▶ [INSTRUCTION A]
In the Argento passage, set down everything from "Among those interviewed" down to "a good way." word for word.
▶ [INSTRUCTION B]
Answer these from the Argento passage:
(i) What work did Mr. Argento's mother do?
(ii) What is the collective title of the IFC Center's series of Argento films?
(iii) Who plays Dr. Van Helsing in "Dracula 3D"?
▶ [INSTRUCTION C]
Can you turn the paragraph of the Argento passage that begins "The IFC Center has mounted" into a short list that keeps its main facts?

▶ [TEXT PROVIDED]
Among those interviewed in “Panico” are the Argentinian filmmaker Gaspar Noé, the Spanish actress Cristina Marsillach, and screenplay collaborator Franco Ferrini. The biographical tangents that are touched upon in Mr. Scafidi’s documentary are fascinating, particularly the correspondence between Mr. Argento’s recurring use of female leads and his growing up with a mother who worked as a photographer of starlets. Then there’s the director’s daughter, Asia Argento, an auteur in her own right. Her stories of acting in her father’s films are, at moments, squirm-inducing — and not, as it is said, in a good way. 

The IFC Center has mounted a series of Argento films, collectively titled “Panic Attacks,” in conjunction with the release of “Dario Argento Panico.” These include “The Bird with the Crystal Plumage,” “Suspiria,” and what many consider his masterpiece, “Deep Red” (1975). Lesser-known pictures like “Dracula 3D” (2013), with Rutger Hauer as Dr. Van Helsing, and “Tenebrae” (1987) fill out the bill. 

New Yorkers with a predilection for uncovering the “guilty secrets we try to keep in our subconscious” will want to partake of Mr. Argento’s distinctively over-the-top vision.

▶ [DATASET EXCERPTS]
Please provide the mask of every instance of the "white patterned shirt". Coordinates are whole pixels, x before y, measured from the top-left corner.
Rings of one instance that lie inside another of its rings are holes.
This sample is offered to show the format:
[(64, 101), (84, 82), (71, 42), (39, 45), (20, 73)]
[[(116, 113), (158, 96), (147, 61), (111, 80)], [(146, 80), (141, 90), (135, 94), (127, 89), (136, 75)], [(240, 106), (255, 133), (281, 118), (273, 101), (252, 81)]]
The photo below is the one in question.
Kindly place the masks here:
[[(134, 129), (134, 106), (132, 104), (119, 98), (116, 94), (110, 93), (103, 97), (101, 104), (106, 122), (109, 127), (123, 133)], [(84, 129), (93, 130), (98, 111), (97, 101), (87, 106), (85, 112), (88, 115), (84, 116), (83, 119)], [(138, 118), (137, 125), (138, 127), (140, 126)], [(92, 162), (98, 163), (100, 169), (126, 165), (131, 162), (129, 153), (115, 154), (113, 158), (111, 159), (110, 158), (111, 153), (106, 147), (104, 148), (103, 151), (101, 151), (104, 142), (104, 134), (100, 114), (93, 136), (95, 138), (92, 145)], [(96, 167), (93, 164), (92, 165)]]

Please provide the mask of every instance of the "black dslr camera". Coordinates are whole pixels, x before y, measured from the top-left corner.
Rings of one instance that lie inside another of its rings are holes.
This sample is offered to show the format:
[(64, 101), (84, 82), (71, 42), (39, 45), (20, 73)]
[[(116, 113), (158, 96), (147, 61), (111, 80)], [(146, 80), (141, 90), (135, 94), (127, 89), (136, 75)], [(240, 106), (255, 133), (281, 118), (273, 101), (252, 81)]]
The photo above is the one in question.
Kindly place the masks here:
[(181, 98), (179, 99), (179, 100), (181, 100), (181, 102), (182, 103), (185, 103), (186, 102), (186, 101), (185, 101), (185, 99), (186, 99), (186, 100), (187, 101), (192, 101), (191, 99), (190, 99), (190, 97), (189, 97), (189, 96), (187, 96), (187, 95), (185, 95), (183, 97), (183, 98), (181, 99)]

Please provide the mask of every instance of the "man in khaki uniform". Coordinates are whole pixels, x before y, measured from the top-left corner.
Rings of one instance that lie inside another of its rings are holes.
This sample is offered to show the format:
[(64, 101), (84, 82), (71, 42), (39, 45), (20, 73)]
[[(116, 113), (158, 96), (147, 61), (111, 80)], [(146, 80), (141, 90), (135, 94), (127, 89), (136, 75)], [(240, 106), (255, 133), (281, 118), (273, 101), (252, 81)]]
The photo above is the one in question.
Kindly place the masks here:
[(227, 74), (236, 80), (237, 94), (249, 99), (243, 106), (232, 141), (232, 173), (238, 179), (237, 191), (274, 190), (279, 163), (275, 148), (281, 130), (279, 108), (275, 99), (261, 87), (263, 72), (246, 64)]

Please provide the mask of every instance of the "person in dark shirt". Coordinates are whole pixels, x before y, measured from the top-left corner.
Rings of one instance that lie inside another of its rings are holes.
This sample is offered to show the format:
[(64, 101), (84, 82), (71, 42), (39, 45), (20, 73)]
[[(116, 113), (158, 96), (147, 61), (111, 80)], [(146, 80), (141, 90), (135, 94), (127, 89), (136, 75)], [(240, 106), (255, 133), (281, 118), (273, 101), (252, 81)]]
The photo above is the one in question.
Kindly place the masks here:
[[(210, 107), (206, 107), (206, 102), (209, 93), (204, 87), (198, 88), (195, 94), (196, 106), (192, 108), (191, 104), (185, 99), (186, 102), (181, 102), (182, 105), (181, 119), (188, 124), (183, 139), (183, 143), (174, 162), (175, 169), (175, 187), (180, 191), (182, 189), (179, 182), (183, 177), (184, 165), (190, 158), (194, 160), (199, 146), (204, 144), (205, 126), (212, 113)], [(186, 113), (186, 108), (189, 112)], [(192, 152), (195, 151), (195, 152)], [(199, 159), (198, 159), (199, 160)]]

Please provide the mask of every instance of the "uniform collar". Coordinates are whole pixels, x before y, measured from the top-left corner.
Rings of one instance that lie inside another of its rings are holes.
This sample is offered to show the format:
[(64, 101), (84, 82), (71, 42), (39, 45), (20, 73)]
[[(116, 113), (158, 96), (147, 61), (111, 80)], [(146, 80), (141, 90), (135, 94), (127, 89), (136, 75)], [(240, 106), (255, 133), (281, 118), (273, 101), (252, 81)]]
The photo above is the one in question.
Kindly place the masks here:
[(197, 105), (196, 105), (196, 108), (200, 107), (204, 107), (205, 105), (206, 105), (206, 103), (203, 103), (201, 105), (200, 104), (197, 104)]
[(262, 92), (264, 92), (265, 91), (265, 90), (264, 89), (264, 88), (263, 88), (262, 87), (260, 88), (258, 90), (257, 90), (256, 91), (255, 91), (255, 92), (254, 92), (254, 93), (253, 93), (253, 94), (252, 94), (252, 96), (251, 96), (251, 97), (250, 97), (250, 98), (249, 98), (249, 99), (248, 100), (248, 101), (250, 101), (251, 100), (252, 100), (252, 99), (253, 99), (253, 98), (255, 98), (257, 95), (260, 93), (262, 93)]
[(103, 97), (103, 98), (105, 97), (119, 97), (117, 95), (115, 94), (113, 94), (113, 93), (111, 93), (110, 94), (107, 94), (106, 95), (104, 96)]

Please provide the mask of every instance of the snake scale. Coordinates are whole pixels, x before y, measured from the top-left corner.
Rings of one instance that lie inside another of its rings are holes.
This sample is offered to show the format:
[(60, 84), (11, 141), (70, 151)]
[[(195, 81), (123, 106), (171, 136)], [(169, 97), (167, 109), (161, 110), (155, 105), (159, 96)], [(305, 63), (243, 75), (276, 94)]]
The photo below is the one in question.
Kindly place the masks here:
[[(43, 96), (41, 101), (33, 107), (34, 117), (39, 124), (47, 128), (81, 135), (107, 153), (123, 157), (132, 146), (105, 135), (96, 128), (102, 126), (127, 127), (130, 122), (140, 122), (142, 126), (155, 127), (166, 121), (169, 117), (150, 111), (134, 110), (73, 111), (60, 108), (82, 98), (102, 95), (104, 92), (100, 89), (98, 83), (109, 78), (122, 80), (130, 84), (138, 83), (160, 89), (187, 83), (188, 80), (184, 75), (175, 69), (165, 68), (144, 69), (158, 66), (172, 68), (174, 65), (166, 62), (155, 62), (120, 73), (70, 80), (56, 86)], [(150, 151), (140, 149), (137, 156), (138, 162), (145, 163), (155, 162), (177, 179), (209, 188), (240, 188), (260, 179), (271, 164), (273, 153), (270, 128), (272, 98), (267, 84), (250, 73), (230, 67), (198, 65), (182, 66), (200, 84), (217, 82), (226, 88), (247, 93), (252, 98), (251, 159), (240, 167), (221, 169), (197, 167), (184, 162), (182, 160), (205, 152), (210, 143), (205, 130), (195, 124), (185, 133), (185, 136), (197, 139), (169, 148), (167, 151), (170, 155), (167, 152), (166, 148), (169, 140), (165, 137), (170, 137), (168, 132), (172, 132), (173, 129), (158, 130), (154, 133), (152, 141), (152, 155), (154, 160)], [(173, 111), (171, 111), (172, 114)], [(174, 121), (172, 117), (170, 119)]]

▶ [FINISHED ANSWER A]
Among those interviewed in “Panico” are the Argentinian filmmaker Gaspar Noé, the Spanish actress Cristina Marsillach, and screenplay collaborator Franco Ferrini. The biographical tangents that are touched upon in Mr. Scafidi’s documentary are fascinating, particularly the correspondence between Mr. Argento’s recurring use of female leads and his growing up with a mother who worked as a photographer of starlets. Then there’s the director’s daughter, Asia Argento, an auteur in her own right. Her stories of acting in her father’s films are, at moments, squirm-inducing — and not, as it is said, in a good way.

▶ [FINISHED ANSWER B]
(i) She worked as a photographer of starlets.
(ii) "Panic Attacks."
(iii) Rutger Hauer.

▶ [FINISHED ANSWER C]
- The IFC Center is showing a series of Argento films called "Panic Attacks," tied to the release of "Dario Argento Panico."
- The series includes "The Bird with the Crystal Plumage," "Suspiria," and "Deep Red," which many consider his masterpiece.
- Lesser-known films round out the program: "Dracula 3D," with Rutger Hauer as Dr. Van Helsing, and "Tenebrae."